# START OF Given entries
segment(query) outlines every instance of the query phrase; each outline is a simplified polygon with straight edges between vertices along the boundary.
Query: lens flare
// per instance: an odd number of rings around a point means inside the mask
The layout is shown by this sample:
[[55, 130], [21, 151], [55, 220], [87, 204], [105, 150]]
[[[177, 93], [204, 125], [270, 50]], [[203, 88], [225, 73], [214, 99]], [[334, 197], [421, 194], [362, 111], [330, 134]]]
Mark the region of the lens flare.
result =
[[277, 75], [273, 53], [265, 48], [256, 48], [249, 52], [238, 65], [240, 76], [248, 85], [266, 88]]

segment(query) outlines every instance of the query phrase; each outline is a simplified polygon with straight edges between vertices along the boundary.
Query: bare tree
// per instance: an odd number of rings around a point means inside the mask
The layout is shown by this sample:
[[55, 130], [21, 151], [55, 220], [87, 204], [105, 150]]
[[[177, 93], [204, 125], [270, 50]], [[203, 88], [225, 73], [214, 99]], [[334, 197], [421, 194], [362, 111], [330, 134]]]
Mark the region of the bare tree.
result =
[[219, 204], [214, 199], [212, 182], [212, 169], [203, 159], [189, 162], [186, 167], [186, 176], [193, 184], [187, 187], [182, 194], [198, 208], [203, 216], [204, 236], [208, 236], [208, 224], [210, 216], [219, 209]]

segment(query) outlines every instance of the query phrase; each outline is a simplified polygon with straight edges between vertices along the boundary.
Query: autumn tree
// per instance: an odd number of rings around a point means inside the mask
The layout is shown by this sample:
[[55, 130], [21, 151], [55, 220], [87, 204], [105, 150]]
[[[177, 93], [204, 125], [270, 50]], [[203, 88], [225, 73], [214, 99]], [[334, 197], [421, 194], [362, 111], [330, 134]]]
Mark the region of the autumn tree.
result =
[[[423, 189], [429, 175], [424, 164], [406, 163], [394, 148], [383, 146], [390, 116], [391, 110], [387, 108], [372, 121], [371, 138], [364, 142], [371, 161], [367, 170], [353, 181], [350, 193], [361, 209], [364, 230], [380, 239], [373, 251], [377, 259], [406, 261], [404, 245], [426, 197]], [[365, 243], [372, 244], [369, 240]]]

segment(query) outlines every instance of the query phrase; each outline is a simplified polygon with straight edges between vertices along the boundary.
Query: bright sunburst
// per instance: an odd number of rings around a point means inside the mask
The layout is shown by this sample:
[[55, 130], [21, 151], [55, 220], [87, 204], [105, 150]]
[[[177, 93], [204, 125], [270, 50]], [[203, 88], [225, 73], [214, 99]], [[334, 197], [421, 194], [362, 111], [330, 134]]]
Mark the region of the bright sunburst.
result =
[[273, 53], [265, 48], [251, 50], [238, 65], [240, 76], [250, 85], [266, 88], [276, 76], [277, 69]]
# END OF Given entries
* Task goal:
Rescale the data from its first line through the line containing "85], [266, 88]]" by writing all of those lines out again, requests included. Multiply every polygon vertex coordinate in the answers by 1.15 and round each to a whole number, with halves going up, leaving all other numbers unchanged.

* The reply:
segment(query) outlines every instance of the query phrase; each outline is a simplified polygon with straight edges between vertices along the boundary.
Query: lens flare
// per instance: an odd number of rings around a point means inside the mask
The layout is shown by this sample:
[[55, 130], [21, 151], [55, 220], [87, 204], [105, 150]]
[[[177, 93], [204, 125], [270, 50]], [[203, 88], [225, 73], [214, 99]], [[334, 197], [421, 194], [362, 111], [330, 134]]]
Mark the region of the lens flare.
result =
[[319, 86], [314, 61], [305, 55], [294, 55], [286, 60], [274, 75], [276, 87], [285, 98], [306, 101]]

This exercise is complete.